# [EXCERPTED RECORDS]
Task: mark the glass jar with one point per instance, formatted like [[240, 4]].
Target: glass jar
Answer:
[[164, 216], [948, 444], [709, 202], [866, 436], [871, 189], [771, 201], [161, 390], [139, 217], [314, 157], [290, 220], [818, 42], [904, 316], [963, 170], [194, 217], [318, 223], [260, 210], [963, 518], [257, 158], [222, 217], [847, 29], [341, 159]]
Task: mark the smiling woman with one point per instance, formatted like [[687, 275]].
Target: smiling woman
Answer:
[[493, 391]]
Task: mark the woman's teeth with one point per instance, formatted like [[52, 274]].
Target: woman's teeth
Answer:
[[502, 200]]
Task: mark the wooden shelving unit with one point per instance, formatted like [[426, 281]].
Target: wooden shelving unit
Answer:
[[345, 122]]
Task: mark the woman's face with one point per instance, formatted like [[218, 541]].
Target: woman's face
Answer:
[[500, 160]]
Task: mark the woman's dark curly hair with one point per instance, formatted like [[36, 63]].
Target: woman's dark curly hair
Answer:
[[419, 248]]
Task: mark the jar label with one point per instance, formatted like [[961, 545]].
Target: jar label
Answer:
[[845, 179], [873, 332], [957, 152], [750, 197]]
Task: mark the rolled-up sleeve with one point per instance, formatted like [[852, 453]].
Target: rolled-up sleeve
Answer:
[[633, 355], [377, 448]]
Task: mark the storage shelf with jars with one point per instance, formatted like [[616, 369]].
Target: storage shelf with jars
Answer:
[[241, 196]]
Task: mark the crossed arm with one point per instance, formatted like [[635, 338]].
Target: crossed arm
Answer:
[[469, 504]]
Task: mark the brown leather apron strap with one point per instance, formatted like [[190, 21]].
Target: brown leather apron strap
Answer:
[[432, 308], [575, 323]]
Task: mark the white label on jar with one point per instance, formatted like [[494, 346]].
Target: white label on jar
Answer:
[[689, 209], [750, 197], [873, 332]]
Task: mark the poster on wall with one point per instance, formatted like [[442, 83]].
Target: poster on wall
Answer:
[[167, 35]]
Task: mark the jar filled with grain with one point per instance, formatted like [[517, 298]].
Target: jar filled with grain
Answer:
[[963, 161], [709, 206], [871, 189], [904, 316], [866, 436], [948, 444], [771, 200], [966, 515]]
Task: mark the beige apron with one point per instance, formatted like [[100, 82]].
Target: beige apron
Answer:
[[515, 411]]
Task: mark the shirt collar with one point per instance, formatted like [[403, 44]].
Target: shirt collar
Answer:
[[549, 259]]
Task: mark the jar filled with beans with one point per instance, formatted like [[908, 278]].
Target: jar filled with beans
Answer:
* * *
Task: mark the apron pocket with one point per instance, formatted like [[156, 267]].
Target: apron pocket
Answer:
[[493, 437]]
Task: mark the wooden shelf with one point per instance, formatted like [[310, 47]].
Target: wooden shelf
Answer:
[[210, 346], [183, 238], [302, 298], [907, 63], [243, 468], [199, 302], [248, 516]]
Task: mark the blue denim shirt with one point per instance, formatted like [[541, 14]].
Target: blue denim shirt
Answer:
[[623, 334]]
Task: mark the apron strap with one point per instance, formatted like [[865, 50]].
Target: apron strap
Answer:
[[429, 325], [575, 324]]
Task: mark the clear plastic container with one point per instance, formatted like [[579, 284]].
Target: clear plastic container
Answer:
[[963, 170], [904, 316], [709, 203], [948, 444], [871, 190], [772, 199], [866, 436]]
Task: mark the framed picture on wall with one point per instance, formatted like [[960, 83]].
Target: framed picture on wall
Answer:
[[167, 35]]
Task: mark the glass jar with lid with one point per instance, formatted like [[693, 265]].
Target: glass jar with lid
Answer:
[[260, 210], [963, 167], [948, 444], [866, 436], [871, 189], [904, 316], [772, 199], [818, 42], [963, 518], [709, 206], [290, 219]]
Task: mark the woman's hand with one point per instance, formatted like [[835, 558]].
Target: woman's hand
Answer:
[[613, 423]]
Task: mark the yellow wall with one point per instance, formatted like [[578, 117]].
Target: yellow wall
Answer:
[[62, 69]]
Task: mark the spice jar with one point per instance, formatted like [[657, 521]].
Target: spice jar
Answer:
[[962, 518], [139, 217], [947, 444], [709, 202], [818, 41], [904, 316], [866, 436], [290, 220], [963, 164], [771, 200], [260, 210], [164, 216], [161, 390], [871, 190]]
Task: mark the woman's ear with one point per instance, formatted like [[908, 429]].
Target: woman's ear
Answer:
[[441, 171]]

# [PROBLEM STATEMENT]
Copy the entries word for word, starting at the line that contains "Task: mark the framed" and ending at the line that contains "[[613, 423]]", with both of those lines included.

# [THE ANSWER]
Task: mark the framed picture on wall with one point per instance, formatted like [[960, 83]].
Target: framed picture on wall
Answer:
[[167, 35]]
Task: mark the glass jar with lid with one point per instance, formatted like [[693, 265]].
Target: glass jar with lid
Answer:
[[260, 210], [963, 167], [948, 444], [866, 436], [871, 189], [904, 316], [772, 199], [818, 42], [963, 518], [709, 206], [290, 219]]
Task: mark the woman's hand with one point per instance, formatted like [[835, 558]].
Target: woman's hand
Answer:
[[613, 423]]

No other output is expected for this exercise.